• _What you should do_
The answer should be every line below, repeated exactly, with the images left out.
⁂
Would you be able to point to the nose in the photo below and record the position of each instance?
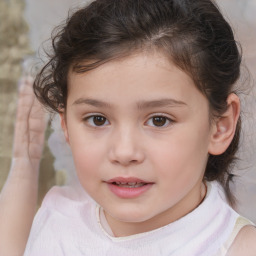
(126, 147)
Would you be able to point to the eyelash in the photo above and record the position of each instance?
(167, 121)
(92, 118)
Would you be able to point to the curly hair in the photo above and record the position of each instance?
(192, 34)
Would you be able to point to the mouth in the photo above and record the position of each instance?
(128, 187)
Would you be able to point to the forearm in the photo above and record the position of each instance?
(18, 201)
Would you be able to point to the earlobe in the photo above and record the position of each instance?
(64, 126)
(224, 127)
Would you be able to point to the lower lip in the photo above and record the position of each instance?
(124, 192)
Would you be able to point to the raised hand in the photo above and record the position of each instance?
(18, 199)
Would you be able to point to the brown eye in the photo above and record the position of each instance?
(97, 121)
(158, 121)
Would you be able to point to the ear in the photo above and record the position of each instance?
(64, 126)
(224, 127)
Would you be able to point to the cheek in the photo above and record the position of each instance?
(181, 157)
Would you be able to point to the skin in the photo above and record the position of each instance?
(127, 143)
(18, 197)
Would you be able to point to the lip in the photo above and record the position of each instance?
(128, 192)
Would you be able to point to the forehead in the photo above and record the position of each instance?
(136, 76)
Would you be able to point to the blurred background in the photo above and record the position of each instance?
(25, 27)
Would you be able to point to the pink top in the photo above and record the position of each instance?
(69, 222)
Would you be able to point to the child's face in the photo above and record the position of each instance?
(139, 119)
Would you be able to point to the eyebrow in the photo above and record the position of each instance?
(166, 102)
(92, 102)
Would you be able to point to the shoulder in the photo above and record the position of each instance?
(244, 243)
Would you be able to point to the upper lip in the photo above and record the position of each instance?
(126, 180)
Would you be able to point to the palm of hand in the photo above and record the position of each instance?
(30, 126)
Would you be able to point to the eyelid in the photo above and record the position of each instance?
(91, 115)
(169, 119)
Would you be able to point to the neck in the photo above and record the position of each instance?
(182, 208)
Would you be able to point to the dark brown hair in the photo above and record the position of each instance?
(191, 33)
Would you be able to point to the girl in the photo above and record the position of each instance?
(145, 94)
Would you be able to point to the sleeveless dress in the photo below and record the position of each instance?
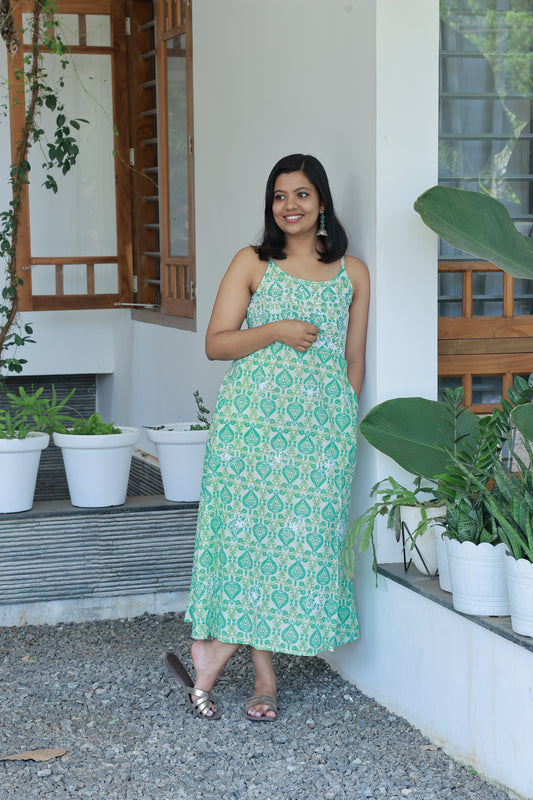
(277, 483)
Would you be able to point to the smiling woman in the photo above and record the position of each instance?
(281, 449)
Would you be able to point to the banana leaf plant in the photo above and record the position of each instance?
(454, 450)
(478, 224)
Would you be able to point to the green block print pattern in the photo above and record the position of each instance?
(277, 480)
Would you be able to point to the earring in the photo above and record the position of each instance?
(322, 222)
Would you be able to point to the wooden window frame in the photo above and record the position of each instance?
(164, 282)
(115, 9)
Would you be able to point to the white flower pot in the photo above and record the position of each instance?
(423, 553)
(181, 457)
(477, 576)
(442, 557)
(519, 574)
(19, 462)
(98, 467)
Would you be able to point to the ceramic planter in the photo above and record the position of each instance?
(97, 467)
(19, 462)
(181, 457)
(442, 557)
(477, 575)
(519, 574)
(423, 553)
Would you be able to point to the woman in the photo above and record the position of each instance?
(281, 451)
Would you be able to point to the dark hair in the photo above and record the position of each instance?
(334, 245)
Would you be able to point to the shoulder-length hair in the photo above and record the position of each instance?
(332, 246)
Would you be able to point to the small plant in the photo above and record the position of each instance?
(390, 495)
(33, 412)
(92, 427)
(201, 413)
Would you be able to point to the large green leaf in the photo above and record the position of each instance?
(478, 224)
(522, 417)
(412, 431)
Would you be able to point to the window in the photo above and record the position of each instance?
(74, 247)
(120, 231)
(486, 144)
(160, 63)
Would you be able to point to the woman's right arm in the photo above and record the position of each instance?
(224, 340)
⁂
• _Response box_
Would you be able to point to the nose in the photo below and record the position of each instance?
(126, 147)
Would you be able to point to the eyelash in the photo above and record the position of each instance?
(167, 121)
(92, 118)
Would you be able to point to the curly hair in the photo above and record the position of each instance?
(192, 34)
Would you be able to point to the mouth in the photo above and record the position of each instance?
(128, 187)
Would you be able to point to the forearm in the photo above and record the position of each instance?
(18, 201)
Would you be able to point to the earlobe in the photo above and record the position of each instance?
(64, 126)
(224, 127)
Would you be able to point to the lower lip in the photo above and record the position of each instance?
(124, 192)
Would you be able to point to the raised hand in the photo above and record the position of each instance?
(18, 199)
Would you be able to point to the brown eye in the photo above and record the position of each instance?
(97, 121)
(158, 121)
Would you be able to point to the ear in the photo above and record the position of each instance?
(64, 126)
(224, 127)
Would you be able to point to the cheek in the photo above and record the position of each instance?
(181, 157)
Would you be able to point to the skin in the photo above and record the position of each instance?
(127, 143)
(18, 197)
Would you be able to point to the lip in the photo above and record the position of each instance?
(128, 192)
Would you be able to point to the forehead in the photo above and record the position of each instance?
(136, 76)
Would you be able to point to the blurred background in the photo above and record the position of each instance?
(25, 27)
Would you be able to point to the pink top in the photo above and record the position of each instance?
(69, 222)
Would you be able to point to the child's face in the photo above and record the position of each instance?
(139, 119)
Would you be able to point to the eyebrow in the photo above and record the position of each instance?
(166, 102)
(92, 102)
Would you be able to point to the shoulder in the photo above and record the position of each instance?
(244, 243)
Would you be able to point to the upper lip in the photo above and record the position of each instance?
(126, 180)
Would you be able to point to the palm of hand in the photo above and record the position of each instance?
(30, 126)
Would you be able to point to the eyelid in the photo above and record the position of each instance?
(91, 115)
(169, 119)
Would you be able to point to the neck in the photo above and record the position of each instance?
(182, 208)
Would you be able to point to the dark brown hair in the photo above and record the position of each instance?
(191, 33)
Would you be able to point to the girl in the photo above and record the position of each instance?
(145, 94)
Would you be able to point to the sleeveless dress in the photo below and record the position of each instance?
(277, 483)
Would you be able to point to the smiling woman in the photo above and record the position of each instance?
(281, 449)
Would you be able to point to the banana leaf plant in the photo above and record the position of each instance?
(454, 450)
(478, 224)
Would you be able to point to the green block print pattern in the photo above and record the position of each instance?
(277, 480)
Would you be able to point to the earring in the photo above and record the position of each instance?
(322, 222)
Would you be able to point to the wooden window frame in the photo above and record the position of each instance?
(164, 282)
(115, 9)
Would you be able to point to the white flower pot in the photo above and record the position of each instance?
(423, 553)
(181, 457)
(477, 576)
(442, 557)
(519, 574)
(19, 462)
(98, 467)
Would you be able to point to the ceramic planter in the photo above and record the position of each instance?
(97, 467)
(19, 462)
(181, 457)
(442, 557)
(477, 575)
(519, 574)
(423, 553)
Would you be able to point to the woman in the photo above and record the position of each instance?
(281, 451)
Would you be able to point to the dark hair in the photo above and record the position of each instance?
(334, 245)
Would you be able to point to the shoulder-length hair in the photo above and record the position of each instance?
(332, 246)
Would you be able to point to the small plant in the photo above and record the position of each instance?
(390, 495)
(33, 412)
(92, 427)
(201, 413)
Would you be able to point to the large green leaf in the photo above and record the position of each instance?
(478, 224)
(522, 417)
(412, 431)
Would you be able to point to the window in the photo above and record the position of each instance?
(74, 247)
(120, 231)
(486, 144)
(160, 63)
Would you be able to point to the woman's right arm in the photo above and record the position of each instance?
(224, 340)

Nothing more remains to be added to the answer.